--- BEGIN Text segment ---

The Sky This Week from May 31 to June 7: A Jupiter-Mercury conjunction

Date:


Friday, May 31
Although the Leo Trio of galaxies gets quite a lot of fame, these aren’t the only deep-sky objects to chase down within the Lion. With no Moon in the sky after sunset tonight, consider hunting down another of this constellation’s galactic gems: NGC 2903. In fact, many skywatchers wonder how Messier could have missed this gorgeous spiral, whose brightness is on par with other galaxies the Frenchman did spot in Leo.

NGC 2903 sits just below the big cat’s “chin.” To find it, first look west an hour after sunset, where Leo is slowly making its way down toward the horizon, now 50° high. You’ll easily spot the constellation’s alpha star, magnitude 1.4 Regulus, as one of the brighter suns in this region of sky.

From Regulus, see if you can find the rest of the Sickle asterism, which looks like a backwards question mark in the sky. The Sickle’s blade ends at 3rd-magnitude Epsilon (ϵ) Leonis; from this star, scan 3.3° west to land on 4th-magnitude Lambda (λ) Leo. And from there, simply drop 1.5° south to view magnitude 8.9 NGC 2903.

This spiral galaxy is roughly twice as long as it is wide, stretching about 12.6′ on its long axis. It is considered one of the finest NGC objects, and a medium-sized telescope (4 inches or so) will begin to resolve its brighter nucleus and fainter halo into distinct regions.

Sunrise: 5:34 A.M.
Sunset: 8:22 P.M.
Moonrise: 2:06 A.M.
Moonset: 1:52 P.M.
Moon Phase: Waning crescent (39%)
*Times for sunrise, sunset, moonrise, and moonset are given in local time from 40° N 90° W. The Moon’s illumination is given at 12 P.M. local time from the same location.

Saturday, June 1
June opens with a gorgeous dark evening sky that might allow you to catch a glimpse of noctilucent clouds floating high above the northern horizon. These stunning, reflective clouds are unique in that they are composed of ice crystals that condense largely on high-up dust particles left behind as meteorites streak into the atmosphere.

--- END Text segment ---

Short problem 1: According to the sky guide, what is the magnitude of NGC 2903?

--- BEGIN Records for processing ---

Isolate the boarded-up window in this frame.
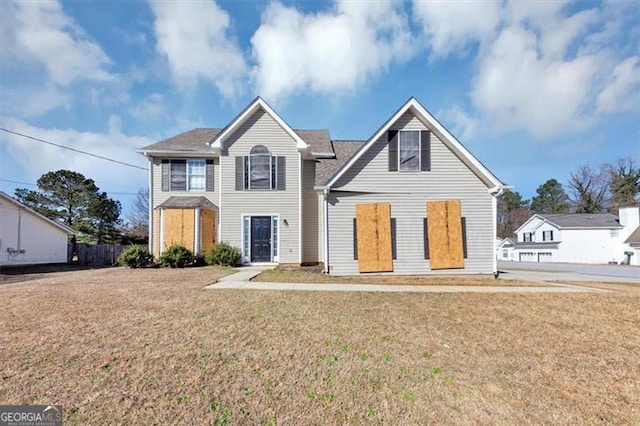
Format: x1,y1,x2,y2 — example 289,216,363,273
353,217,398,260
164,209,195,251
354,203,393,272
200,210,217,253
425,200,466,270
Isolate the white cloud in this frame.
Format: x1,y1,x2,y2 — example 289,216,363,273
424,1,640,138
1,116,153,196
597,56,640,114
0,1,112,86
413,0,501,57
129,93,169,121
251,1,415,101
150,1,247,98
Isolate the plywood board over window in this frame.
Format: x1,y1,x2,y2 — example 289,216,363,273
164,209,195,251
427,200,464,270
356,203,393,272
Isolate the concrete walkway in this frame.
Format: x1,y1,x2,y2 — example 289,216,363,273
205,265,608,293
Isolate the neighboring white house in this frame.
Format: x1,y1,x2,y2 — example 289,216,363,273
0,191,75,265
496,238,517,260
508,206,640,265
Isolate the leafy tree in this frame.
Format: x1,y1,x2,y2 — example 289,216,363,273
569,164,609,213
87,192,122,244
607,157,640,212
124,188,149,244
15,170,120,243
498,191,531,238
531,179,569,214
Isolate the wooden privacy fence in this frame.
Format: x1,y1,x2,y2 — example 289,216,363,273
69,243,129,266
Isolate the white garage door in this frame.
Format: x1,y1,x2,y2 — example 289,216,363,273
538,253,551,262
520,251,538,262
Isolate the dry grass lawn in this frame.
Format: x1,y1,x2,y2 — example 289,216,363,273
252,267,551,287
0,267,640,425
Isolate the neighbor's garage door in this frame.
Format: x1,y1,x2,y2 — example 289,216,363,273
520,252,537,262
538,253,551,262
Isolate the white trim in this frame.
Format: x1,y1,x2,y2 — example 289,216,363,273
327,97,505,187
298,151,303,265
209,96,309,149
322,189,329,274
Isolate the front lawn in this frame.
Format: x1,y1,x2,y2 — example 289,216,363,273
0,267,640,425
251,266,551,287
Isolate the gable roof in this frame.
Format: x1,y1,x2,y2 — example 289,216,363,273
539,213,622,229
210,96,309,149
327,97,507,190
0,191,77,234
137,128,333,156
316,140,365,186
156,196,218,210
514,213,623,234
625,226,640,247
138,128,221,153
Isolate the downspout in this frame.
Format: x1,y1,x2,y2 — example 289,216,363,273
193,207,201,254
147,157,154,253
491,187,505,278
322,188,329,274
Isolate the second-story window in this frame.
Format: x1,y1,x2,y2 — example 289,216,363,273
162,159,214,191
245,145,276,189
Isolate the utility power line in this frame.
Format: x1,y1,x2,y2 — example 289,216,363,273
0,127,149,171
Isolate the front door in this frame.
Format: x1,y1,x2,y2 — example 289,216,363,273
251,216,271,262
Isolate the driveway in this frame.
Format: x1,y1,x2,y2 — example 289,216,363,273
498,261,640,284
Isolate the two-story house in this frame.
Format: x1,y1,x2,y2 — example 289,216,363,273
139,98,505,275
502,206,640,264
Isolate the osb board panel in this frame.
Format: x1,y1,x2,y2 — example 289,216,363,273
356,203,393,272
151,210,160,257
376,203,393,272
200,210,216,252
427,200,464,270
164,209,195,251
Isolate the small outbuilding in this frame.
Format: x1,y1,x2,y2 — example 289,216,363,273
0,191,75,266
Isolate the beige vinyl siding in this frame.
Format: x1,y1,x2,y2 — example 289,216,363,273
216,110,300,263
328,113,495,275
149,155,220,253
302,160,322,263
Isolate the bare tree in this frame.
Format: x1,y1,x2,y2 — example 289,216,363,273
606,157,640,213
126,188,149,243
568,164,609,213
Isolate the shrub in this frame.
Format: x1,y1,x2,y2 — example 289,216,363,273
158,244,193,268
118,245,153,268
204,242,242,266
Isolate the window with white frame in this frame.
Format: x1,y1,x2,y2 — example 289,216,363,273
398,130,420,171
162,159,213,191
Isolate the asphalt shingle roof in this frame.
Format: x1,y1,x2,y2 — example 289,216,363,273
540,213,622,228
316,141,365,185
158,196,218,209
140,128,333,158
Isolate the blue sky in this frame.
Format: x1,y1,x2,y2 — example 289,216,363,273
0,0,640,215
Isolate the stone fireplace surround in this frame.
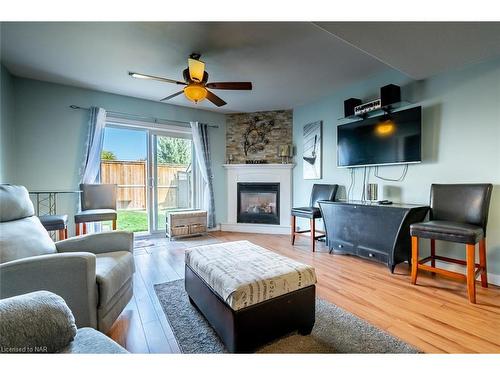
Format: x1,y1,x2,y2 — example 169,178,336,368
221,164,295,234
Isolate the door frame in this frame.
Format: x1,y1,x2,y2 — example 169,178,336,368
105,117,196,237
148,128,195,234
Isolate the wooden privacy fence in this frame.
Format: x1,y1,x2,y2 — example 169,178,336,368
101,160,190,210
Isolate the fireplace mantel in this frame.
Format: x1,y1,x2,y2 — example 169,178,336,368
221,163,295,234
222,163,295,169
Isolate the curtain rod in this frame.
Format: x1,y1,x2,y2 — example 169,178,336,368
69,104,219,129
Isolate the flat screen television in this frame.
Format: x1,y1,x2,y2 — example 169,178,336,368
337,107,422,167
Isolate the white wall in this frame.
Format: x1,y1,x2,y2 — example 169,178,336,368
293,59,500,281
0,65,14,182
6,77,226,234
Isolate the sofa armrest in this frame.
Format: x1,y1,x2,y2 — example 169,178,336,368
56,231,134,254
0,253,97,328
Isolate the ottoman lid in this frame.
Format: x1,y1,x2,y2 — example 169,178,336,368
186,241,316,310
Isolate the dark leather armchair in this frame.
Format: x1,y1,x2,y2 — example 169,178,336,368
410,184,493,303
291,184,339,251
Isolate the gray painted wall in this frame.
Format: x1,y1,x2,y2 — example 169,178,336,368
3,73,226,229
0,65,14,182
293,59,500,281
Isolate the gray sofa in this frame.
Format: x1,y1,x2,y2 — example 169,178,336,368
0,185,135,333
0,291,128,354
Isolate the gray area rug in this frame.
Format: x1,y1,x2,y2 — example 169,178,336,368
155,280,418,353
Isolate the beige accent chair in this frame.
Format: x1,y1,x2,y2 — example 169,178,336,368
0,185,135,333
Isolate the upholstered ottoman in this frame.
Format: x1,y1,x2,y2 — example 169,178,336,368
185,241,316,353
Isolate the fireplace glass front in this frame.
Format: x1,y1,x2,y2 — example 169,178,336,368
238,182,280,225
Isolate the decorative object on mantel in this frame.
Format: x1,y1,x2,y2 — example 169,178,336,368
243,116,274,156
278,144,293,164
245,159,267,164
226,110,293,164
302,121,323,180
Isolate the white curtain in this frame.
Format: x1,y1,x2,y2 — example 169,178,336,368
191,122,215,228
77,107,106,233
80,107,106,184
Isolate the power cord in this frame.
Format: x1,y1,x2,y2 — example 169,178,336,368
361,167,366,202
374,164,408,182
347,168,356,201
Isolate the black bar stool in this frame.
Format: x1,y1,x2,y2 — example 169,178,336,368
410,184,493,303
291,184,339,251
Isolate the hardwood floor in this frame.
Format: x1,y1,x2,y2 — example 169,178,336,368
110,232,500,353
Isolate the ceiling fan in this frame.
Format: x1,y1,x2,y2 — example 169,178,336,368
128,53,252,107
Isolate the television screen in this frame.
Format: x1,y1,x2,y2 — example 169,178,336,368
337,107,422,167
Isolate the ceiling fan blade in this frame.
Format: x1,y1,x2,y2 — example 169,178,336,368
207,90,227,107
128,72,187,85
160,90,184,102
207,82,252,90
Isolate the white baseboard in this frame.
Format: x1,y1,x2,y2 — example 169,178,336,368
220,223,291,234
436,260,500,286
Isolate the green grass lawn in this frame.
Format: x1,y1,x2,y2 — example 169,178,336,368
110,210,165,232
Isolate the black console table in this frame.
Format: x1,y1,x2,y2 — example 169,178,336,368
319,201,429,273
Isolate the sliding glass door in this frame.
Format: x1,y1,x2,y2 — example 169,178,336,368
152,132,193,231
100,126,150,232
100,124,193,234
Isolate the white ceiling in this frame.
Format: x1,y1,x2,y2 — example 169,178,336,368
1,22,500,112
317,22,500,79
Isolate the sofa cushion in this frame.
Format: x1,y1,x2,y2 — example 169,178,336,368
0,184,35,223
96,251,134,307
59,327,128,354
0,216,57,263
0,290,76,353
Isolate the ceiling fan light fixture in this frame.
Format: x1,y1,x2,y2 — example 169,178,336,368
188,58,205,82
184,83,207,103
129,72,151,79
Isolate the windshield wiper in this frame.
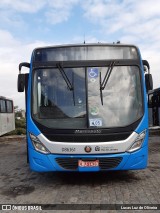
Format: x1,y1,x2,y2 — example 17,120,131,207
57,64,73,90
99,61,116,105
57,64,75,106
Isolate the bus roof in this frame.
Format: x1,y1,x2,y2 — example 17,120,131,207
33,43,139,62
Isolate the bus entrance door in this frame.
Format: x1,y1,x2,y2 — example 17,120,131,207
148,88,160,128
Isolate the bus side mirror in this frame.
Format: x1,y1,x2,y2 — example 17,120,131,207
17,74,25,92
145,74,153,93
19,62,30,71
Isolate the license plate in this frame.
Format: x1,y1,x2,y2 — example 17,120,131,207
78,160,99,167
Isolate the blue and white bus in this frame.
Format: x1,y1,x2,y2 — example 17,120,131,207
18,44,152,172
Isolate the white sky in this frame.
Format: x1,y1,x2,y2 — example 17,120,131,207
0,0,160,108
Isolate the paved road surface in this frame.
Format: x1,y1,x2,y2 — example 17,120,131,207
0,137,160,213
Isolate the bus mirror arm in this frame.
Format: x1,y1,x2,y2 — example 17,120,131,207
145,73,153,93
19,62,30,74
142,60,150,74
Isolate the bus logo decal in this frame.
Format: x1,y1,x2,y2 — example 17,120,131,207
84,146,92,153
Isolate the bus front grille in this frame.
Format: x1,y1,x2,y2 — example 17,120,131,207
44,132,131,143
55,157,123,171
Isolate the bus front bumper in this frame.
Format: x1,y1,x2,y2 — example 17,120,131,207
29,146,148,172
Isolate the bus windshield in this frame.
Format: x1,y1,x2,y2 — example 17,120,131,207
32,65,143,129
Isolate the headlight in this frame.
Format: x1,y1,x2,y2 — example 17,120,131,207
29,133,50,154
127,130,146,152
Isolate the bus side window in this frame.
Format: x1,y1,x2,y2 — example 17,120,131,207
0,100,6,113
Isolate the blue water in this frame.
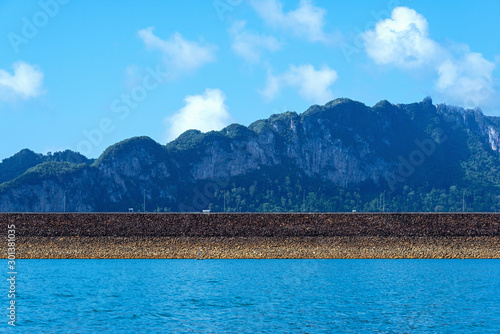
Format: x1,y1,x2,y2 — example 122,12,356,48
4,260,500,333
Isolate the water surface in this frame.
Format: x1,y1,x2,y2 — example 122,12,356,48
3,260,500,333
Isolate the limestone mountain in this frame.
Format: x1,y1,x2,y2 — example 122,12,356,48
0,98,500,212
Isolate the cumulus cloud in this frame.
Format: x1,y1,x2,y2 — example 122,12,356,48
164,88,231,141
251,0,334,42
229,21,281,63
361,7,495,107
138,27,215,72
261,64,338,103
436,52,495,108
0,61,44,100
361,7,439,68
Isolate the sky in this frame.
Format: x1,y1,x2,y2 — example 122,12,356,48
0,0,500,160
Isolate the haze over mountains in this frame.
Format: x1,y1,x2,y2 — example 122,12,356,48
0,98,500,212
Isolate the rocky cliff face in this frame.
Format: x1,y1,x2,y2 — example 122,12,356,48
0,98,500,211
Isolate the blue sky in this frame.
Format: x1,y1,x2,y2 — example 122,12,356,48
0,0,500,159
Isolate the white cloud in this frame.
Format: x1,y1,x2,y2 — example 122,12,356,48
164,88,231,141
361,7,439,68
436,52,495,108
261,64,338,103
361,7,496,107
251,0,333,42
0,61,44,100
138,27,215,72
229,21,281,63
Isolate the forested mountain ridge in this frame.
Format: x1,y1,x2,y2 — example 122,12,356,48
0,98,500,212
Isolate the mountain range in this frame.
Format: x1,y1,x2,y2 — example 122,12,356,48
0,97,500,212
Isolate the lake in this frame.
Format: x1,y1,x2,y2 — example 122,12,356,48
4,260,500,333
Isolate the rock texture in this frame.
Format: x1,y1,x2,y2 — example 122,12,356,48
0,98,500,212
0,214,500,259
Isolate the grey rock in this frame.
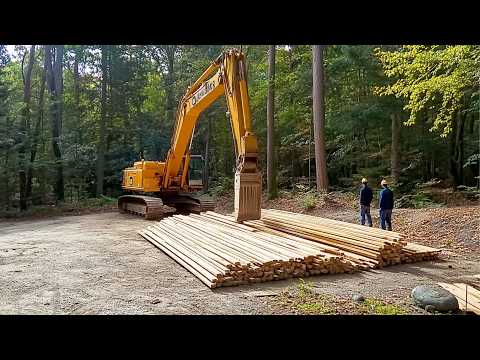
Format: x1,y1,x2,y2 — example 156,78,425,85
352,294,365,302
412,285,458,312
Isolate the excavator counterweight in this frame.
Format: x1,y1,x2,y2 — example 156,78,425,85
118,49,262,221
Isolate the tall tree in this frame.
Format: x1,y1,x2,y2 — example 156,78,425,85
45,45,65,201
18,45,35,210
391,113,400,184
267,45,278,199
26,47,47,199
203,117,212,191
312,45,328,192
97,45,108,196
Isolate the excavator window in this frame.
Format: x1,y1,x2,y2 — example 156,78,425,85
188,155,205,186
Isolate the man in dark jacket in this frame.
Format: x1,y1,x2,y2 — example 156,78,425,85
360,178,373,227
378,179,393,231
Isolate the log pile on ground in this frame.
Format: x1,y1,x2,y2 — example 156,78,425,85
401,242,440,263
251,209,406,268
139,209,438,288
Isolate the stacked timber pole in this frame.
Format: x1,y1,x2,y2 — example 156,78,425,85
139,209,438,288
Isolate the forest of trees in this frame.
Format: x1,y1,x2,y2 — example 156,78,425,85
0,45,480,210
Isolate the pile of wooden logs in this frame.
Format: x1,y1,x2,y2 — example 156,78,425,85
401,242,440,263
140,213,356,288
139,209,438,288
251,209,406,268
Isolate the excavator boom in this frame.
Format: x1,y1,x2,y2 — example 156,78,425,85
119,49,262,221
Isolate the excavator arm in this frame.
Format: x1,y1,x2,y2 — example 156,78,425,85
163,49,261,221
118,49,262,221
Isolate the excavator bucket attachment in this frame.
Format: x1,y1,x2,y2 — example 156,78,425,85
234,172,262,222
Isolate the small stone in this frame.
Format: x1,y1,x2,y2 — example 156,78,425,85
352,294,365,303
411,285,458,312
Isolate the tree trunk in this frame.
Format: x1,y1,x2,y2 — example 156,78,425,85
165,45,177,131
97,45,107,196
45,45,65,202
312,45,328,192
26,48,47,199
18,45,35,211
448,116,458,185
455,111,466,185
267,45,278,200
203,117,212,191
390,114,400,184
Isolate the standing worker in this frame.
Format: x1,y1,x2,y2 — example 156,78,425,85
360,178,373,227
378,179,393,231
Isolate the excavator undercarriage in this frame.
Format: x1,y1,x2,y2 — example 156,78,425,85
118,194,215,220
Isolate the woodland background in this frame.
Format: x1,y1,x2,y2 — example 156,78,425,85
0,45,480,214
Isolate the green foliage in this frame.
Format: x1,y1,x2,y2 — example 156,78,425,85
0,45,480,211
300,191,318,210
376,45,480,137
361,299,407,315
209,176,234,196
277,279,337,315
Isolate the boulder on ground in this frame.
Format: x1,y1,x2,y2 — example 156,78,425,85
412,285,458,312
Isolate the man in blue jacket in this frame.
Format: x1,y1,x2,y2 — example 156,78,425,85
360,178,373,227
378,179,393,231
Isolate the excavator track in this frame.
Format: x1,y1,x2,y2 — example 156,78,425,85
164,194,215,213
118,194,215,220
118,195,166,220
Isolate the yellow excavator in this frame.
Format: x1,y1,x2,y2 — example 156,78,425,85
118,49,262,222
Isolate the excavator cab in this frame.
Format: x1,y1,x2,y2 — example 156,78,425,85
188,155,205,187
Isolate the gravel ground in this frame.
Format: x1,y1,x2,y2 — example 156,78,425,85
0,210,480,314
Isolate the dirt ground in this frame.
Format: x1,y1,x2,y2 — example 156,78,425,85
0,198,480,314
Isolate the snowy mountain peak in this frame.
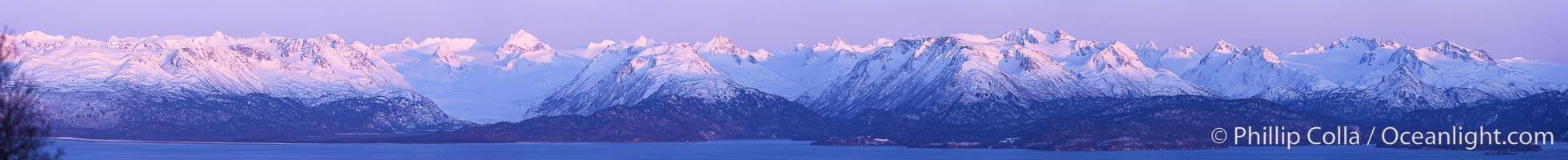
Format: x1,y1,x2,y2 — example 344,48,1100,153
1198,41,1242,64
496,30,555,60
1211,41,1240,54
1430,41,1494,62
1083,41,1143,69
1046,30,1077,42
1328,36,1398,50
1132,41,1160,49
829,38,853,49
995,28,1046,44
698,36,744,54
1160,46,1198,58
1239,46,1279,62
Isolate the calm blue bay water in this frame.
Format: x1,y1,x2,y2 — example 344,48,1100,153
55,140,1568,160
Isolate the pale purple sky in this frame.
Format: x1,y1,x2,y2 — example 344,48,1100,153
0,0,1568,62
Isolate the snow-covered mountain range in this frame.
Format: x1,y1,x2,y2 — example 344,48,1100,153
8,28,1568,122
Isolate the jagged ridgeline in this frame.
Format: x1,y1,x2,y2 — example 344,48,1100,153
10,28,1568,146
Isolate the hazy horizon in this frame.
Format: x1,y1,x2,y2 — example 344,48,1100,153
0,0,1568,62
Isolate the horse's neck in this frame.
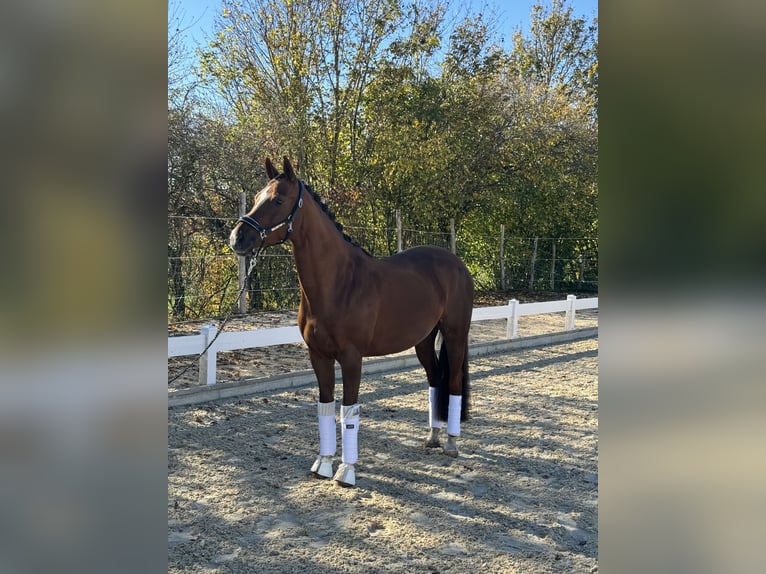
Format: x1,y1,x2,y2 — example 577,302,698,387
292,199,355,308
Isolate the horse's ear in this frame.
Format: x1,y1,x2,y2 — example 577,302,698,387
282,156,295,181
266,157,279,179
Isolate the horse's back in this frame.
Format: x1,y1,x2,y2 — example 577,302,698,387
378,246,473,346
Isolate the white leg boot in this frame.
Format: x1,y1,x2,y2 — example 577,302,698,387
333,404,359,486
426,387,444,448
444,395,463,456
311,401,338,478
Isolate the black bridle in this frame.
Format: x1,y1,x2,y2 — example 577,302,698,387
237,180,304,245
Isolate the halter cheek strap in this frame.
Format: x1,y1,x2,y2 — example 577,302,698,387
237,180,304,245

--- END Records for processing ---

Short problem 2: In the entries, reproduce everything from the line containing "Isolate the upholstered" down to the line containing "80,107,106,184", replacing "frame" with "image" and leaving all else unchanged.

Task response 1: 8.9

Task response 2:
Isolate the upholstered ottoman in this image.
Format: x1,y1,x2,y2 — example 169,178,336,368
185,241,316,353
Isolate the fireplace glass front in this image.
Format: x1,y1,x2,y2 — example 169,178,336,368
238,182,280,225
Isolate the decorative object on mantel in this image.
Format: x1,y1,x2,y2 — example 169,178,336,368
243,116,274,156
278,144,293,164
245,159,267,164
226,110,293,164
302,121,323,180
Isolate the white curtain in this image.
Format: x1,y1,x2,y2 — example 169,178,336,368
191,122,215,228
77,107,106,233
80,107,106,184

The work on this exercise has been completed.